***** THE INPUT

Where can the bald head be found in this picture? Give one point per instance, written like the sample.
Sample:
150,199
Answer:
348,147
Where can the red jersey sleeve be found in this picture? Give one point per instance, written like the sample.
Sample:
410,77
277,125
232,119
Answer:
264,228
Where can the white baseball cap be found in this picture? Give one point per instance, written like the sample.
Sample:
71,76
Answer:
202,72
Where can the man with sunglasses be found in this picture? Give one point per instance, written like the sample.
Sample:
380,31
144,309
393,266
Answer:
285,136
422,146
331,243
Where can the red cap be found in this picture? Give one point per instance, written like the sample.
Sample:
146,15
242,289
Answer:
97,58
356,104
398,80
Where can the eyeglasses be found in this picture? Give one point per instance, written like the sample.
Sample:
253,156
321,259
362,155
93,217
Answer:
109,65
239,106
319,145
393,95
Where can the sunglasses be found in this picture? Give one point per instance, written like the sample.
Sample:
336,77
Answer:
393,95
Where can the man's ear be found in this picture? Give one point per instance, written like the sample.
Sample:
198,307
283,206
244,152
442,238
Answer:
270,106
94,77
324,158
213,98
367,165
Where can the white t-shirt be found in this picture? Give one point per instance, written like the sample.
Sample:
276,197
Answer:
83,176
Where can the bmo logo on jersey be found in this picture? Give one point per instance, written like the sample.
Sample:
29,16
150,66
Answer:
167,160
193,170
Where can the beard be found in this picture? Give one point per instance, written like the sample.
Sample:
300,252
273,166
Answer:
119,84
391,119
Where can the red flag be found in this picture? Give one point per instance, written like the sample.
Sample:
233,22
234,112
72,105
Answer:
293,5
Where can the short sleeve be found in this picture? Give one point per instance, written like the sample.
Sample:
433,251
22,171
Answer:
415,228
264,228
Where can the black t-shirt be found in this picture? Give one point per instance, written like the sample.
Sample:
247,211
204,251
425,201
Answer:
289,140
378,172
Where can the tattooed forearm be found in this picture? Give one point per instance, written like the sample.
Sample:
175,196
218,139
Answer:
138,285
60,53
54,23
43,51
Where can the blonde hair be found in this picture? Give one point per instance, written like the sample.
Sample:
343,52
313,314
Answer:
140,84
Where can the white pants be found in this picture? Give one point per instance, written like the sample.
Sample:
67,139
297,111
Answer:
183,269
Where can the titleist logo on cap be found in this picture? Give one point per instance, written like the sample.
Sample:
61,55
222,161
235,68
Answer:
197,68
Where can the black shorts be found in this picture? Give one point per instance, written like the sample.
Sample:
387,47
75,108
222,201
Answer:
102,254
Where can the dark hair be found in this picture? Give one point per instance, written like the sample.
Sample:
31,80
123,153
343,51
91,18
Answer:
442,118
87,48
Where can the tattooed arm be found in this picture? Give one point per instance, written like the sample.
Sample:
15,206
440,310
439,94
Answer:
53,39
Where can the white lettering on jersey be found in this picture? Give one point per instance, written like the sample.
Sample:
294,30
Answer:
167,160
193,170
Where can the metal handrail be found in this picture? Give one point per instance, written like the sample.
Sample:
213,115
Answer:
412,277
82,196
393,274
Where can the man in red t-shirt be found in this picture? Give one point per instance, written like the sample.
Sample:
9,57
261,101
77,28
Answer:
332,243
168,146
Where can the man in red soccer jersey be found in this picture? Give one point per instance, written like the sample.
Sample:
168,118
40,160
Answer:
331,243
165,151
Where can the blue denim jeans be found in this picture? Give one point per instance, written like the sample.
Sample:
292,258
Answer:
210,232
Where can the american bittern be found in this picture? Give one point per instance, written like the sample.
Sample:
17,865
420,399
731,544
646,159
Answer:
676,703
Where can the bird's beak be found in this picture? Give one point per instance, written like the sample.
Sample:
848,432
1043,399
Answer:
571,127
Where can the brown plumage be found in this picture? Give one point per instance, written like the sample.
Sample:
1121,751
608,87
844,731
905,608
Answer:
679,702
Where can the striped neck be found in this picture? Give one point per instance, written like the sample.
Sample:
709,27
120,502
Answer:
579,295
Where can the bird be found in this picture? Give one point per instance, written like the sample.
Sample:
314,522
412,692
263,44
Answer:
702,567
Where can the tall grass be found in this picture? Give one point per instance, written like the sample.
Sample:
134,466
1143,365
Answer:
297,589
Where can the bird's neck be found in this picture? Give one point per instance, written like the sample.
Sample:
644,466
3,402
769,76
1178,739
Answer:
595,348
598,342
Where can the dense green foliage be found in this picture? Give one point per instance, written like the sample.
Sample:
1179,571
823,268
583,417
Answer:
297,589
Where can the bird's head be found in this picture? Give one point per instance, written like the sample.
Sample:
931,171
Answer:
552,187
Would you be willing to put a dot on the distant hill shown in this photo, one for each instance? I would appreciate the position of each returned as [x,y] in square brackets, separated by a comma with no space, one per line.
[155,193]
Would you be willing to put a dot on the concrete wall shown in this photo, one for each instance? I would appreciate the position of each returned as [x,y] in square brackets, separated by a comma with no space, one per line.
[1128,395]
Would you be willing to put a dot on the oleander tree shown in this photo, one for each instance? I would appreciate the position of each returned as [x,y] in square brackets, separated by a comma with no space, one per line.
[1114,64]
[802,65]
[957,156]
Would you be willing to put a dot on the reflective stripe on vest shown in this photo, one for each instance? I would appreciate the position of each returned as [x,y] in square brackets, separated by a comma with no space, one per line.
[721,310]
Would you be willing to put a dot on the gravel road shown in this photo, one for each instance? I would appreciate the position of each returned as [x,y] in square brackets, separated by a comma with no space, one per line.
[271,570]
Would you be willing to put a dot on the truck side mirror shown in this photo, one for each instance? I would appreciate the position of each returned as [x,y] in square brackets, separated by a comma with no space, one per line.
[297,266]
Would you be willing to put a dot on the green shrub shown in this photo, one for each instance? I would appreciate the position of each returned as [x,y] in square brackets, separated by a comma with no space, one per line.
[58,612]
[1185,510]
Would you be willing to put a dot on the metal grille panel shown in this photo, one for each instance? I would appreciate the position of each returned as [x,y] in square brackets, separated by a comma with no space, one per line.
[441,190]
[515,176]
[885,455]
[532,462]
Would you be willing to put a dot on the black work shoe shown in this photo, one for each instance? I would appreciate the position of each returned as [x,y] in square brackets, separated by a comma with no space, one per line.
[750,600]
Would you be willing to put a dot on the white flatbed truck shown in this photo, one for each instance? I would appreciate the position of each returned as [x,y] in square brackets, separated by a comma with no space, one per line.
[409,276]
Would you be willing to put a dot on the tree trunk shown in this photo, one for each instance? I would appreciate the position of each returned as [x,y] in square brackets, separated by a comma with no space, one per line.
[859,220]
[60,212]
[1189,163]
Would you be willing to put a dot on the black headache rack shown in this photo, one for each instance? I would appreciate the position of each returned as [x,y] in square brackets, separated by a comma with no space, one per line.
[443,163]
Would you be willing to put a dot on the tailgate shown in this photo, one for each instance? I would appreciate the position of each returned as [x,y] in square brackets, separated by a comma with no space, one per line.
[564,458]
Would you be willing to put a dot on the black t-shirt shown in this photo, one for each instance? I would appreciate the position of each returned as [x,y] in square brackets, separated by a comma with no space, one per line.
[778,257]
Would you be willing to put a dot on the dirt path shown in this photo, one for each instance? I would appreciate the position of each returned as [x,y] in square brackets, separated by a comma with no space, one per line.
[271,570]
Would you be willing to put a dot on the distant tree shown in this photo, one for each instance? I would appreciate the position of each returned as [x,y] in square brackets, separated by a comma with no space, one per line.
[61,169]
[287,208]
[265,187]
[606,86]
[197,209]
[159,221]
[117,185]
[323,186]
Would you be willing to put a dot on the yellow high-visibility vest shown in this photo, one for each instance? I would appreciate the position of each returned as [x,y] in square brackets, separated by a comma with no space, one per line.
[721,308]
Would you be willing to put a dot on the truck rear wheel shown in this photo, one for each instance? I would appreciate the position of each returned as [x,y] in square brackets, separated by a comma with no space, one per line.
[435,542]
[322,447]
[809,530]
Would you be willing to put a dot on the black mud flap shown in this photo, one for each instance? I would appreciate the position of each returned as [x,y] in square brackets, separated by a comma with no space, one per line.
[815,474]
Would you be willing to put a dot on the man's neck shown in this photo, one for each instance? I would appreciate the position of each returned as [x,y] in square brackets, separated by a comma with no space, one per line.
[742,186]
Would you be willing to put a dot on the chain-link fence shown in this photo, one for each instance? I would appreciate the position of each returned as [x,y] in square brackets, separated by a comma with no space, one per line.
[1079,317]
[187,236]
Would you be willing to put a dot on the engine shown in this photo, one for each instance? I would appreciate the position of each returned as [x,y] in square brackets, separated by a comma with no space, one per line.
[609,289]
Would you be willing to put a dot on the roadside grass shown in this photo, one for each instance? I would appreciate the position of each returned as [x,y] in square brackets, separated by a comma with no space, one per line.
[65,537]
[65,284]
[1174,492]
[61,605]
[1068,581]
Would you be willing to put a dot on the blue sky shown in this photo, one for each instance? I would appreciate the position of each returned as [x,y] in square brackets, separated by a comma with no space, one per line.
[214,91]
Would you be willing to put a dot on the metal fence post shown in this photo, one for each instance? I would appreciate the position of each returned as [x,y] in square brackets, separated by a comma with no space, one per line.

**********

### TASK
Where a line in the listing above contains "hair", copy that line.

### SOLUTION TO THE PROBLEM
Where can the blonde hair be found in this picture? Give one point per instance, written like the sample.
Where can the dark hair be found in this picture? Give one point per instance, written like the sample.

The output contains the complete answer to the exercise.